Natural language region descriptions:
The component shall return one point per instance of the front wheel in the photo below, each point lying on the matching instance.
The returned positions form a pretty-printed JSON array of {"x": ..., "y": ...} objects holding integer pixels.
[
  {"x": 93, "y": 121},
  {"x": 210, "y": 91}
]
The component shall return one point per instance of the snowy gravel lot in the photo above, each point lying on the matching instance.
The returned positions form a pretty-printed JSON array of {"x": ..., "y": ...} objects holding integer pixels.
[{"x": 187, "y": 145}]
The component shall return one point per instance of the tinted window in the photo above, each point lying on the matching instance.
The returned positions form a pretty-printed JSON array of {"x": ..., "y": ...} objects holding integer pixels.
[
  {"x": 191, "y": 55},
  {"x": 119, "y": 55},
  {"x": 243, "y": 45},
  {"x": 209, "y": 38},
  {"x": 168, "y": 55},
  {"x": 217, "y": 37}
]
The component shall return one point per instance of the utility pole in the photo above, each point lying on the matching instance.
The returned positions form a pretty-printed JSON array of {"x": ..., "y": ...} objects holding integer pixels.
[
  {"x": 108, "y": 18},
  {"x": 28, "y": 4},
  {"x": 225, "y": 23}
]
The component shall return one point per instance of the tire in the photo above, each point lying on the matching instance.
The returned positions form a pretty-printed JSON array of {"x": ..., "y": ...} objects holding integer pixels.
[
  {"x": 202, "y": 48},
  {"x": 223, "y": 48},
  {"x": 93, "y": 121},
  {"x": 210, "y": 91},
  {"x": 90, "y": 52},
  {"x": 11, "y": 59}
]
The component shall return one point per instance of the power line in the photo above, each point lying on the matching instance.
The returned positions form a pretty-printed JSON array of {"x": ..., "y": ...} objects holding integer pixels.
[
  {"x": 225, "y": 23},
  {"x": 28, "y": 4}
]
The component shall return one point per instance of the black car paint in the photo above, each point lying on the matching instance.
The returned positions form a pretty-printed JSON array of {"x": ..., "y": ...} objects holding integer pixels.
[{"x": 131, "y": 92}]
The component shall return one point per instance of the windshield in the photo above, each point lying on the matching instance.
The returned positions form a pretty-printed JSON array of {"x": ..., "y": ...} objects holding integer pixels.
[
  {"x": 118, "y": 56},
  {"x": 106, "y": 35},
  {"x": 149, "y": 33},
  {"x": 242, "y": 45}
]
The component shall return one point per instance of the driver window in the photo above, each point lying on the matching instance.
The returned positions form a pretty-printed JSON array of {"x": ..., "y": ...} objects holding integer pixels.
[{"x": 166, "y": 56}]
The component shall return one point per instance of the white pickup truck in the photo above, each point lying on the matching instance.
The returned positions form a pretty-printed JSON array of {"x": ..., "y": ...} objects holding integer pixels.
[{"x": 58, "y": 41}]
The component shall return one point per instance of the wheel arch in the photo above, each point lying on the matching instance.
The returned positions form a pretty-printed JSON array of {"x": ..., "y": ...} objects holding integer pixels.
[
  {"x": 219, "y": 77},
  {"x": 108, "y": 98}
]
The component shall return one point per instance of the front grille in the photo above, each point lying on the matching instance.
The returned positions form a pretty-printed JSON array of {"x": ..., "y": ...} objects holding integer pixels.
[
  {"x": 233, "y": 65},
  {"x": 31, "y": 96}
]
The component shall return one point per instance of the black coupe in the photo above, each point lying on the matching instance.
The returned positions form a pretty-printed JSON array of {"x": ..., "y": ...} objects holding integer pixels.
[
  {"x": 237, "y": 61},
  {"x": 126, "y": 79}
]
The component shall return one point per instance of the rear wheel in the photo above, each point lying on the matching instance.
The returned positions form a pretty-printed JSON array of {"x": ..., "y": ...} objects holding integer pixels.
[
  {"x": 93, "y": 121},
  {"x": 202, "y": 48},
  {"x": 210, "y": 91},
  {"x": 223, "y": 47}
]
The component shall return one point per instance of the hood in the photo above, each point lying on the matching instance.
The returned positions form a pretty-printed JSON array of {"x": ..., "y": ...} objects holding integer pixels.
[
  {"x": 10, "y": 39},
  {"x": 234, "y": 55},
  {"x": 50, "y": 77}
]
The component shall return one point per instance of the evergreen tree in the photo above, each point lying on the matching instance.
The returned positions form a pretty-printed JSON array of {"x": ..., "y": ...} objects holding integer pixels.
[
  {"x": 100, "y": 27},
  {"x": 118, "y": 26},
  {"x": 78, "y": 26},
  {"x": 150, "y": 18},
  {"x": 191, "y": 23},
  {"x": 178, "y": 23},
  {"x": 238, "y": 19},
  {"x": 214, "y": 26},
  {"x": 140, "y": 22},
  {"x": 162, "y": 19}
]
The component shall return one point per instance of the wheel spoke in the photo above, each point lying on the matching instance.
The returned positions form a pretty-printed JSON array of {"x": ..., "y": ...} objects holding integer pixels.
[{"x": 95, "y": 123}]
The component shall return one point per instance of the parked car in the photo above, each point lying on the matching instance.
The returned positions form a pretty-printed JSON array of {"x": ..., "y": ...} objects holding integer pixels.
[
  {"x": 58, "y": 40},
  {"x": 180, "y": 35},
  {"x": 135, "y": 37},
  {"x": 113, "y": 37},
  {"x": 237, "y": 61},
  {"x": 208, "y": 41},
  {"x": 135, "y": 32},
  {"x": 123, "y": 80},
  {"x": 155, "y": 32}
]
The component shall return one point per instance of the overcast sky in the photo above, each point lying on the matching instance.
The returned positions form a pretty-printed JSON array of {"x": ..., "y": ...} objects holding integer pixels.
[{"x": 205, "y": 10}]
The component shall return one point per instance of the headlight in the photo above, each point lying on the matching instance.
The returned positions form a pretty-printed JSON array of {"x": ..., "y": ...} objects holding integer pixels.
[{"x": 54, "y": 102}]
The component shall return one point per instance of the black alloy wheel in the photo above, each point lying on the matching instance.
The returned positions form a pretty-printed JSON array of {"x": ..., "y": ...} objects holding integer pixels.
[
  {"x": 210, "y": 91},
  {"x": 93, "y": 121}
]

ABOUT THIS EXERCISE => Every record shown above should be given back exactly.

EXERCISE ANSWER =>
The component shall return one point per instance of the front wheel in the photo below, each point lying on the matching instance.
The returned positions form a pretty-printed JSON array of {"x": ..., "y": ...} objects holding integer pixels.
[
  {"x": 93, "y": 121},
  {"x": 210, "y": 91}
]
The component shall return one point per instance of the snowy gravel lot in the photo above, each point lying on the matching instance.
The returned positions form a pretty-printed JSON array of {"x": ..., "y": ...} objects holding integer pixels.
[{"x": 187, "y": 145}]
The component shall return one point per instance of the tinted window in the photo above, each point lying on the matching instance.
The returned positions form a pretty-printed JSON array of {"x": ..., "y": ...} objects holding integer pixels.
[
  {"x": 191, "y": 55},
  {"x": 119, "y": 55},
  {"x": 243, "y": 45},
  {"x": 209, "y": 38},
  {"x": 168, "y": 55},
  {"x": 217, "y": 37}
]
The component shall return one point per instance of the utility pole in the photo above, each point lying on the matching instance.
The returned positions form a pretty-printed JSON array of {"x": ..., "y": ...} objects holding integer pixels.
[
  {"x": 108, "y": 18},
  {"x": 28, "y": 4},
  {"x": 225, "y": 23}
]
The component shall return one point per instance of the tire in the photo above, each point lying on the matching instance.
The returned positions form a pretty-printed JSON array of {"x": ..., "y": ...} objects holding integer pixels.
[
  {"x": 202, "y": 48},
  {"x": 223, "y": 48},
  {"x": 93, "y": 121},
  {"x": 210, "y": 91},
  {"x": 90, "y": 52},
  {"x": 11, "y": 59}
]
The component shall return one point per instance of the power line in the photo above, each point lying on the matching instance.
The returned positions form a pretty-printed JSON array of {"x": ..., "y": ...} objects holding integer pixels.
[
  {"x": 225, "y": 23},
  {"x": 28, "y": 4}
]
The component shall return one point per instance of the black car paint in the photo above, each point lying on the matching instance.
The returned positions form a pretty-printed JSON array of {"x": ..., "y": ...} objects holding integer pixels.
[{"x": 131, "y": 92}]
The component shall return one point per instance of the windshield in the photo above, each point lying on the matching instance.
The returned positions form a pretty-printed JSON array of {"x": ..., "y": ...} objects holding integer pixels.
[
  {"x": 118, "y": 56},
  {"x": 106, "y": 35},
  {"x": 149, "y": 33},
  {"x": 242, "y": 45}
]
The component shall return one point per instance of the driver window in the photo above, each point lying on the matching instance.
The returned positions form a pretty-printed JSON array of {"x": ..., "y": ...} objects holding integer pixels.
[{"x": 166, "y": 56}]
The component shall return one point per instance of the white pickup truck in the photo above, each point lying on the matching instance.
The returned positions form a pretty-printed JSON array of {"x": ..., "y": ...} objects holding integer pixels.
[{"x": 58, "y": 41}]
The component shall return one point per instance of the wheel arch in the photo above, each point lying on the matching instance.
The returned positions form a pretty-printed JSON array of {"x": ..., "y": ...} objects holding integer pixels.
[
  {"x": 219, "y": 77},
  {"x": 108, "y": 98}
]
The component shall return one point per instance of the front grille in the photo above, each point lying on the matching instance.
The returned positions form a pretty-printed JSON array of {"x": ..., "y": ...} objects holding integer pixels.
[
  {"x": 233, "y": 65},
  {"x": 31, "y": 96}
]
The component shall return one point per instance of the black coupe in the photo above, each point lying on the matching instance.
The returned positions form a pretty-printed JSON array of {"x": ..., "y": ...} objects holding integer pixels.
[
  {"x": 237, "y": 61},
  {"x": 126, "y": 79}
]
The component shall return one point per instance of the rear wheel in the photo above, each point lying on the matching instance.
The returned positions form a pretty-printed JSON array of {"x": ..., "y": ...} objects holding integer pixels.
[
  {"x": 93, "y": 121},
  {"x": 202, "y": 48},
  {"x": 210, "y": 91},
  {"x": 223, "y": 47}
]
The component shall return one point per instance of the hood in the photo above, each point lying on the matching instance.
The returned positions form a pretty-printed JSON array of {"x": ..., "y": ...} objects holding integer pixels.
[
  {"x": 10, "y": 39},
  {"x": 234, "y": 55},
  {"x": 50, "y": 77}
]
The component shall return one point per instance of the evergreen tree in the photo above, each point lying on the matching instance.
The returned positions form a pretty-printed JSON array of {"x": ..., "y": ...} objects holding integer pixels.
[
  {"x": 100, "y": 27},
  {"x": 118, "y": 26},
  {"x": 78, "y": 26},
  {"x": 150, "y": 18},
  {"x": 191, "y": 23},
  {"x": 178, "y": 23},
  {"x": 238, "y": 19},
  {"x": 214, "y": 26},
  {"x": 140, "y": 22},
  {"x": 162, "y": 19}
]
The component shall return one point per instance of the wheel spoke in the photo above, each point lying on the matching instance.
The returned positions form a pretty-printed JSON array of {"x": ..., "y": ...} objects holding integer pixels.
[{"x": 95, "y": 123}]
The component shall return one point per instance of the parked car in the photo above, each point lying on the matching instance.
The returned positions form a pretty-printed JSON array of {"x": ..., "y": ...} objects holding integer pixels.
[
  {"x": 58, "y": 40},
  {"x": 180, "y": 35},
  {"x": 135, "y": 37},
  {"x": 113, "y": 37},
  {"x": 237, "y": 61},
  {"x": 208, "y": 41},
  {"x": 135, "y": 32},
  {"x": 123, "y": 80},
  {"x": 155, "y": 32}
]
The component shall return one point per instance of the overcast sky in the photo above, each point lying on the matching instance.
The returned positions form a pretty-printed JSON array of {"x": ..., "y": ...} objects holding integer pixels.
[{"x": 205, "y": 10}]
The component shall return one point per instance of the headlight in the photo above, each point lying on the matching instance.
The returned positions form a pretty-printed JSON array of {"x": ..., "y": ...} objects holding integer pixels.
[{"x": 54, "y": 102}]
The component shall return one point per instance of the black alloy wheel in the photo above, each point lying on the matching instance.
The returned positions form a pretty-printed JSON array of {"x": ..., "y": ...} objects holding integer pixels.
[
  {"x": 210, "y": 91},
  {"x": 93, "y": 121}
]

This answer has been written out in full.